[Stored dataset items]
--------------------------------------------------

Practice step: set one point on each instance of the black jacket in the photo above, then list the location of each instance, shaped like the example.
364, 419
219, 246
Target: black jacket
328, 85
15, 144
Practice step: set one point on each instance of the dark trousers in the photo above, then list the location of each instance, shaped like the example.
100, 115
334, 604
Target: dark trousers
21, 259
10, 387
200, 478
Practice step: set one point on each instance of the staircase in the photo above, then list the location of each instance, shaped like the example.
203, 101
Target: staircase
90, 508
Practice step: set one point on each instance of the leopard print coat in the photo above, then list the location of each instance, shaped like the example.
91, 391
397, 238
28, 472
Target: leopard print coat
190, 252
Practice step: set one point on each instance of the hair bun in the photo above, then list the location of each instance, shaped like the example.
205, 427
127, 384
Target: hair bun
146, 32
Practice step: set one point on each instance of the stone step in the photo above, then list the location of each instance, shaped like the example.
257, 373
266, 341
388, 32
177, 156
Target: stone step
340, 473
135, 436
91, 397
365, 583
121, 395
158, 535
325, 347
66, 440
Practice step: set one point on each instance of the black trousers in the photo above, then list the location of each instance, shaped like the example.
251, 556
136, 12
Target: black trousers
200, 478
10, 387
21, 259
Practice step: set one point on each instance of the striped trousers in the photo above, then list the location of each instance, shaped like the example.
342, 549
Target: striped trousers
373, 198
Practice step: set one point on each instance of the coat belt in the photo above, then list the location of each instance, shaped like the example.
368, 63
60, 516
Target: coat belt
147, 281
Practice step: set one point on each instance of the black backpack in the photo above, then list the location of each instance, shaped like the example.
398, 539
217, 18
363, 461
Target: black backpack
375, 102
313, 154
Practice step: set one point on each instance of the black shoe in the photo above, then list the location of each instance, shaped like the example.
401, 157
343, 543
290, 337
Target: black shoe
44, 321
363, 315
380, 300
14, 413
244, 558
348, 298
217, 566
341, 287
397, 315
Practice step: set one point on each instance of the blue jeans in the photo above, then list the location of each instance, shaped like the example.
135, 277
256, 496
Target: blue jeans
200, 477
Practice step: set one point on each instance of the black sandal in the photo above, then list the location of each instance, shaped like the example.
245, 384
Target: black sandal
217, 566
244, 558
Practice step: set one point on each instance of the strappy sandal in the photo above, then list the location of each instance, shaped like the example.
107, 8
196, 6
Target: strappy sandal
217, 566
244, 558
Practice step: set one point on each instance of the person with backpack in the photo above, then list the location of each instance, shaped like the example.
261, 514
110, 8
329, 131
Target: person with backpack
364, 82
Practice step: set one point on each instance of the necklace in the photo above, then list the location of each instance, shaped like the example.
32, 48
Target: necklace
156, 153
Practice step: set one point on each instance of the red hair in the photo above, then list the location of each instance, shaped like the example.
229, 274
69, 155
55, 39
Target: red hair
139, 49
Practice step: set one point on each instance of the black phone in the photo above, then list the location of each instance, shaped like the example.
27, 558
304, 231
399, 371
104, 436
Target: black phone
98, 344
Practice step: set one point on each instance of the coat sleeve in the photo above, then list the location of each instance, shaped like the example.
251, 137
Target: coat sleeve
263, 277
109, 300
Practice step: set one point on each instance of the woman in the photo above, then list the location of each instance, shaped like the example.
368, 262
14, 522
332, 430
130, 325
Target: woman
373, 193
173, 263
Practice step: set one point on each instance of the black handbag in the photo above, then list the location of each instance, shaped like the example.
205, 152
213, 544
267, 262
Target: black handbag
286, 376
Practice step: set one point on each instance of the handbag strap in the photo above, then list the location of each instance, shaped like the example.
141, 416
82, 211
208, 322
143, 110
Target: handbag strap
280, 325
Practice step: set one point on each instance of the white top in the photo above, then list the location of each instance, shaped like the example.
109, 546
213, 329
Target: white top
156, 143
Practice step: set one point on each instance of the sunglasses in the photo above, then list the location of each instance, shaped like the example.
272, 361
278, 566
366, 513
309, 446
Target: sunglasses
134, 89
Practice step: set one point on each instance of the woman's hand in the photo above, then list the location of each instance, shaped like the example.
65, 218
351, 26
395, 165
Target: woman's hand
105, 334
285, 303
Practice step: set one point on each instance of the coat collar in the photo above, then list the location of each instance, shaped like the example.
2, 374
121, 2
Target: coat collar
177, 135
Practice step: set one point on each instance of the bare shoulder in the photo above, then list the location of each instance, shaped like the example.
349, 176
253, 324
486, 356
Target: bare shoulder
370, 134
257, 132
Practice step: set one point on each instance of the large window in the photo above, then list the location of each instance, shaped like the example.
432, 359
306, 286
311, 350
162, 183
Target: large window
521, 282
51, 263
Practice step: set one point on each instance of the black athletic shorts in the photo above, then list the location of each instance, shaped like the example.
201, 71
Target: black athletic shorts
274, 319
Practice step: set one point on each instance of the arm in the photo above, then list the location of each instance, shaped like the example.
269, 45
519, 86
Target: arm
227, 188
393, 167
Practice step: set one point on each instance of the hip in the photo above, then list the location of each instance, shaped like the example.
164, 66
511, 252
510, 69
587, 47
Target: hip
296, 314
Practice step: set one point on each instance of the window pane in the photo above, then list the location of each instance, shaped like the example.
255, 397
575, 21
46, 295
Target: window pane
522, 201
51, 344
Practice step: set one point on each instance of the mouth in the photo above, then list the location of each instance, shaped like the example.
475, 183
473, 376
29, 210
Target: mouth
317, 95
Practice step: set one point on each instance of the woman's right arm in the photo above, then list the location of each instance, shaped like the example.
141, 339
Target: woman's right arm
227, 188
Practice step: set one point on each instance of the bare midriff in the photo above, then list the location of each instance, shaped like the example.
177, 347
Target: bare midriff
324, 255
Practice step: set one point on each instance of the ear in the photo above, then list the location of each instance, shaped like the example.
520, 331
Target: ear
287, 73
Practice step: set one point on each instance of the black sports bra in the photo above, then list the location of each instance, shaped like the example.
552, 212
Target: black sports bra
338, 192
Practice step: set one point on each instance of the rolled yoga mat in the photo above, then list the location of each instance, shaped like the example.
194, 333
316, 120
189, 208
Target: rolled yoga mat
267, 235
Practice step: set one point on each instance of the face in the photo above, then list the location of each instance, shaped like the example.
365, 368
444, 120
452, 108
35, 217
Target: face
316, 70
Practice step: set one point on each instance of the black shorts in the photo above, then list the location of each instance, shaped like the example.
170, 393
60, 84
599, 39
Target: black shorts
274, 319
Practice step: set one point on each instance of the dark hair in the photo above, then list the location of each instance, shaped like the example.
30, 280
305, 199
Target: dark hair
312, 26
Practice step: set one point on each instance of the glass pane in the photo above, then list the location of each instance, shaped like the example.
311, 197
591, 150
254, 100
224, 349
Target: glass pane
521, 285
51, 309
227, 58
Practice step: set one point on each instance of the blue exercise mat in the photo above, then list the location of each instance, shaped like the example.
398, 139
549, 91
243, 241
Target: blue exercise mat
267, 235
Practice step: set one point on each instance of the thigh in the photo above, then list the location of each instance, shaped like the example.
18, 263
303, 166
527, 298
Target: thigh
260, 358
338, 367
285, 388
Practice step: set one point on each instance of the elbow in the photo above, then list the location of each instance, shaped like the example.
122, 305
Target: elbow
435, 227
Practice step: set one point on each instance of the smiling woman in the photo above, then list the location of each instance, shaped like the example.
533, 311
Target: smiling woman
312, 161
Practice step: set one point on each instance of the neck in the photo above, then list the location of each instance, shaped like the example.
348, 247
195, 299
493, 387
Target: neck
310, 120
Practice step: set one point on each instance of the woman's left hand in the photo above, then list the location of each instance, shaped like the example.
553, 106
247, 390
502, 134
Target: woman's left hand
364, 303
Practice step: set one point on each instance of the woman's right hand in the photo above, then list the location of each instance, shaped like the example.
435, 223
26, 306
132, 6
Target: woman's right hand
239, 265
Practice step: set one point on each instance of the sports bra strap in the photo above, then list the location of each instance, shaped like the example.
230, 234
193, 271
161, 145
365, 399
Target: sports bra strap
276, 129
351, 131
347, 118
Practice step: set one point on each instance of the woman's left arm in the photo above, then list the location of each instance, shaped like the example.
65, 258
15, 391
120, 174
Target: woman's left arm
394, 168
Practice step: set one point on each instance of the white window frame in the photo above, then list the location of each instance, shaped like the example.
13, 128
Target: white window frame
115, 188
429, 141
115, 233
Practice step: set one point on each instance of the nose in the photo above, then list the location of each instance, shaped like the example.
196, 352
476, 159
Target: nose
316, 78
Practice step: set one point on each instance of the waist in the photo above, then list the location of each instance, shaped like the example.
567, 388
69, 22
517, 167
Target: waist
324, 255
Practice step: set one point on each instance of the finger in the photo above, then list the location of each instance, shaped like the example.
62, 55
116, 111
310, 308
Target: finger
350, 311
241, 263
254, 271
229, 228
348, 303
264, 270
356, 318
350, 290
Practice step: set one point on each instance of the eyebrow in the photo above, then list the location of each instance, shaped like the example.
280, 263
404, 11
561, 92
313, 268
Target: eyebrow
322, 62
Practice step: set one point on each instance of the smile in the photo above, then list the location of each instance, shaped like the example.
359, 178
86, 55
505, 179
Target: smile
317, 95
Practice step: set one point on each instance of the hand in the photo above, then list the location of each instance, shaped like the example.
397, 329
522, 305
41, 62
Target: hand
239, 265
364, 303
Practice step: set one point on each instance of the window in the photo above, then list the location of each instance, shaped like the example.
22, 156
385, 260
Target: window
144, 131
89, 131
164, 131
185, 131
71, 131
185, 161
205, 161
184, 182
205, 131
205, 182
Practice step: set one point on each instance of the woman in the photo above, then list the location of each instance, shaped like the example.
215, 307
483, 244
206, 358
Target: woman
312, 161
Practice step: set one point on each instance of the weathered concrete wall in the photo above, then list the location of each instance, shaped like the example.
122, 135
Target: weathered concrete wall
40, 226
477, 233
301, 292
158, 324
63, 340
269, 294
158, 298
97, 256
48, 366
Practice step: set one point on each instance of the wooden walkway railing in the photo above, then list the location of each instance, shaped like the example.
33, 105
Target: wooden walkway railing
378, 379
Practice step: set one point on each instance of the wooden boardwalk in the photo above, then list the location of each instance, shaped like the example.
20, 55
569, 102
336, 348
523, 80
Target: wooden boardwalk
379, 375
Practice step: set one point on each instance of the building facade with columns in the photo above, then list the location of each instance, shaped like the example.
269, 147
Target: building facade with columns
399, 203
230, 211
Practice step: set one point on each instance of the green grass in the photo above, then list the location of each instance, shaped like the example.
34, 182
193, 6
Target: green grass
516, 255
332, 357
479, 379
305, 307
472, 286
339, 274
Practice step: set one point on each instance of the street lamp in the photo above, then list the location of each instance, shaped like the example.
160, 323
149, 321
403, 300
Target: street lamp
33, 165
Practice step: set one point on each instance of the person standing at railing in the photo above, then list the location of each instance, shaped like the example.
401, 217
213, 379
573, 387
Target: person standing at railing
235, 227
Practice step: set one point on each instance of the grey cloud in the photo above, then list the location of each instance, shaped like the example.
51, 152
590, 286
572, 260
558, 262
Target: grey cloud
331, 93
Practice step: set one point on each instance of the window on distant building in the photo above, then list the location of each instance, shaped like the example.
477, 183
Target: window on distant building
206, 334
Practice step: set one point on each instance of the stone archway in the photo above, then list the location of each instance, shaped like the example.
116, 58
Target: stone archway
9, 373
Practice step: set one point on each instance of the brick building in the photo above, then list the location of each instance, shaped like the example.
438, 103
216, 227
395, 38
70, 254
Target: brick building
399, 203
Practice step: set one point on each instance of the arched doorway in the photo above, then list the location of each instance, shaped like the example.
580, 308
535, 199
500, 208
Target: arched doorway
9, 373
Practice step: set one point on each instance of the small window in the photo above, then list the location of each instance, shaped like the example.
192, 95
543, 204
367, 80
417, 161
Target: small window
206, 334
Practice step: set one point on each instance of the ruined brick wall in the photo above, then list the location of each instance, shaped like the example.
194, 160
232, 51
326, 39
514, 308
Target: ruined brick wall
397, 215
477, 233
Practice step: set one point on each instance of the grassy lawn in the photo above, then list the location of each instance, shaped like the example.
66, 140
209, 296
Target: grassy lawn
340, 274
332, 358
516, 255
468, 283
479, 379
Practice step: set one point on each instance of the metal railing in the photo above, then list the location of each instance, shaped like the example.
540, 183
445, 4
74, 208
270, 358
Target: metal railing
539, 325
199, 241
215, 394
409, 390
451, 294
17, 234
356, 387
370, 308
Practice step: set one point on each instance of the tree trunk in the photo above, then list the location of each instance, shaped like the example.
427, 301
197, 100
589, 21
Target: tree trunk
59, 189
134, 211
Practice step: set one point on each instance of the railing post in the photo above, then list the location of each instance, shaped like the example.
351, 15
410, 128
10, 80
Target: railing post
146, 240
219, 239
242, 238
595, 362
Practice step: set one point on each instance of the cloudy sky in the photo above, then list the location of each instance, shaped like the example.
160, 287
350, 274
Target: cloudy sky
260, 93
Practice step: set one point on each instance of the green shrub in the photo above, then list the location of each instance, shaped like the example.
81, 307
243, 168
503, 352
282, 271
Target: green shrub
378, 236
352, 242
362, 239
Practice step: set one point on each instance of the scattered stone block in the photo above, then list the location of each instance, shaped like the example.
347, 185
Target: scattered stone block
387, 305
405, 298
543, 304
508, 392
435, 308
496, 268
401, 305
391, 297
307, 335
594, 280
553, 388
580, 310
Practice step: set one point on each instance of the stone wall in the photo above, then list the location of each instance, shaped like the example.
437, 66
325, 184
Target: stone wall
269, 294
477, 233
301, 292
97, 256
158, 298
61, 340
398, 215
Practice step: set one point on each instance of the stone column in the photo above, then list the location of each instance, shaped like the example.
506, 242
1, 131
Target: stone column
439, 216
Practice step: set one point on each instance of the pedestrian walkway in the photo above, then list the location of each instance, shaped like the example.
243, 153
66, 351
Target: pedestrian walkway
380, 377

--------------------------------------------------

The line containing "Practice step: set one point on each instance of the railing" and every line after it, through the end of the records, should be repeated exactly and alone.

Practice step: set one point on each instance of the railing post in the photo above, then list the location of each instance, shaped like the example.
351, 15
410, 128
10, 80
Target: railing post
146, 240
219, 239
242, 238
595, 362
Practice step: set one point on each instance of the cloudy sky in the photo above, then list the location of each instance, shaped like the example.
160, 287
350, 274
Target: cloudy sky
260, 93
Practice step: set one point on each instance of the green shrub in the photo above, then list the location of each instance, shaped like the example.
81, 307
243, 168
503, 352
282, 271
Target: green shrub
378, 236
352, 242
362, 239
Practice step: set one point on each instance of the scattered stone block in the photo above, then list the location of each instance, shaped like the example.
347, 185
Target: scattered stone block
387, 305
405, 298
543, 304
508, 392
435, 308
496, 268
401, 305
391, 297
307, 335
594, 280
553, 388
580, 310
Practice step: set one point on each instance of the stone wall in the photo above, then list the location of each instance, shaped like the example.
437, 66
325, 184
Target: stone wall
269, 294
477, 233
301, 292
97, 256
158, 298
61, 340
398, 215
Practice step: set one point on each instance of the stone column in the photo above, then list the location of each instance, shaped like the example.
506, 242
1, 131
Target: stone column
439, 216
Practice step: set one point on each instance of the pedestrian walkway in the photo above, then list the location of each instance, shaped like the example.
243, 153
66, 351
Target: pedestrian walkway
380, 377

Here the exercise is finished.